### Records supplied

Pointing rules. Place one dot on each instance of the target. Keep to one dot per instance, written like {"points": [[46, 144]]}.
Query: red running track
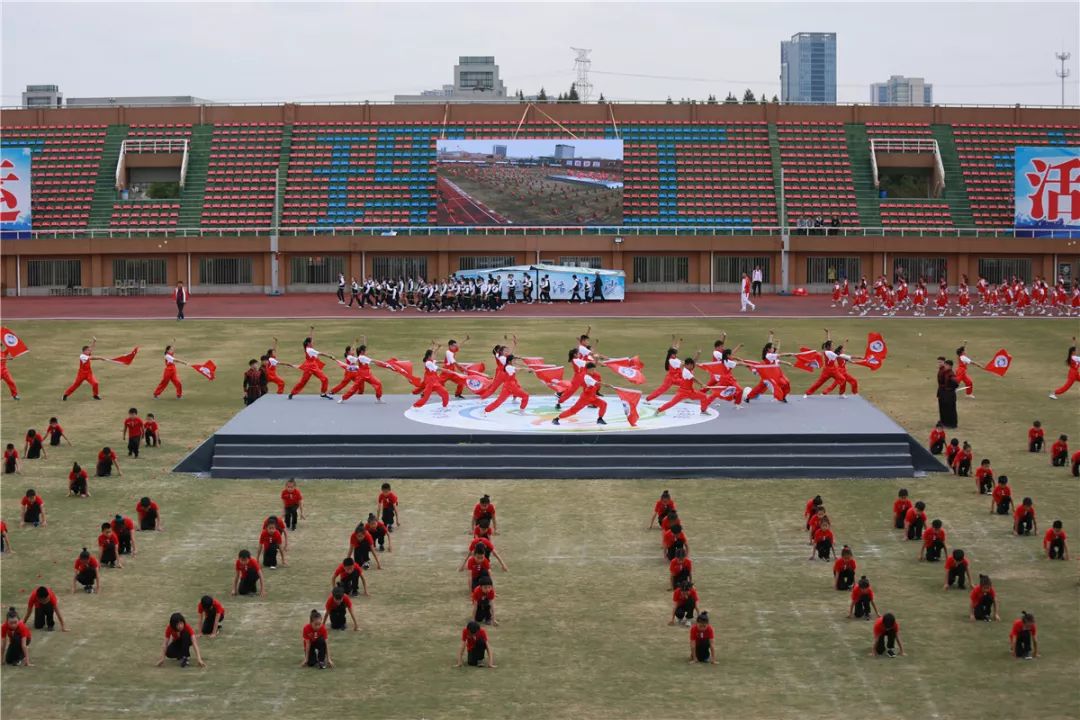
{"points": [[324, 306]]}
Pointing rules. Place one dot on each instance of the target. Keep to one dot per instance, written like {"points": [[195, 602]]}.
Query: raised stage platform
{"points": [[312, 437]]}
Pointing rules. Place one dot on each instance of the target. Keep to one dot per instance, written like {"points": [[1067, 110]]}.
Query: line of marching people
{"points": [[685, 601]]}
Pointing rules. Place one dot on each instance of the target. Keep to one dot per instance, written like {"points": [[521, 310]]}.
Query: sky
{"points": [[975, 53]]}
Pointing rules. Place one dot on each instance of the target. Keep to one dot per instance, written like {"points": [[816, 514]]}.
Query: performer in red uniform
{"points": [[311, 367], [5, 374], [511, 388], [85, 371], [272, 364], [363, 375], [1072, 362], [687, 389], [432, 381], [590, 397], [170, 376], [454, 371]]}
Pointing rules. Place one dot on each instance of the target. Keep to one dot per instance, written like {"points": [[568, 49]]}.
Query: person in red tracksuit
{"points": [[311, 367], [432, 381], [454, 371], [511, 388], [272, 364], [170, 375], [351, 367], [673, 367], [687, 389], [1072, 362], [5, 374], [363, 376], [590, 397], [86, 371]]}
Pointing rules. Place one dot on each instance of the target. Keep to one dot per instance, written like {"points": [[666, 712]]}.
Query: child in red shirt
{"points": [[933, 543], [984, 601], [15, 640], [179, 641], [862, 600], [133, 432], [1024, 522], [1001, 498], [387, 504], [984, 477], [474, 642], [1035, 437], [702, 648], [900, 507], [1054, 543], [1022, 638], [660, 510], [684, 603], [957, 570], [1060, 451], [316, 649], [292, 500], [844, 570]]}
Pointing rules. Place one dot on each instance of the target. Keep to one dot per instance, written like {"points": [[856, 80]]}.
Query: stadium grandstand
{"points": [[283, 198]]}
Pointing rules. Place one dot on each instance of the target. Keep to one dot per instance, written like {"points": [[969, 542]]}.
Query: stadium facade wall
{"points": [[443, 254]]}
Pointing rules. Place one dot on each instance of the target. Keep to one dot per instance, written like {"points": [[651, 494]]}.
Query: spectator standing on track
{"points": [[180, 295]]}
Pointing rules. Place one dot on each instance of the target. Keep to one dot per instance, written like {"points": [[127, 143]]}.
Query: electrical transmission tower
{"points": [[581, 64], [1064, 72]]}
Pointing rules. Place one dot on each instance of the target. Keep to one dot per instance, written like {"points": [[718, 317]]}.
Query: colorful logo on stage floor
{"points": [[469, 415]]}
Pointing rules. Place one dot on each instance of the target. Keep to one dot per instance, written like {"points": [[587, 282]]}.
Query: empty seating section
{"points": [[241, 178], [375, 174], [145, 215], [915, 214], [899, 131], [160, 132], [64, 166], [986, 160], [698, 174], [817, 173]]}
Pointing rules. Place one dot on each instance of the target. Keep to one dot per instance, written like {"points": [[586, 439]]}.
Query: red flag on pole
{"points": [[629, 368], [403, 368], [999, 364], [876, 347], [126, 360], [12, 344], [206, 369], [552, 377], [808, 360], [630, 399]]}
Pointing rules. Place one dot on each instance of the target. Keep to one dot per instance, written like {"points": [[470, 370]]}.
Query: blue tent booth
{"points": [[561, 276]]}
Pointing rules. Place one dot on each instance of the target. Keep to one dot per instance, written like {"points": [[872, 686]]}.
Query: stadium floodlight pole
{"points": [[1064, 72]]}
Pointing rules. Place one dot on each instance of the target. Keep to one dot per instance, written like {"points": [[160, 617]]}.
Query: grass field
{"points": [[583, 609]]}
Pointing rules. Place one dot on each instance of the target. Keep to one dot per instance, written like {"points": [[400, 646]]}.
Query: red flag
{"points": [[126, 360], [12, 344], [403, 368], [630, 399], [808, 360], [873, 362], [552, 377], [472, 367], [999, 364], [876, 347], [477, 382], [206, 369], [629, 368]]}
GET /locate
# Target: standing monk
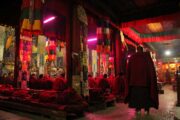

######

List every line in the lines above that contains the word "pole".

Query: red flag on pole
Query: stadium floodlight pole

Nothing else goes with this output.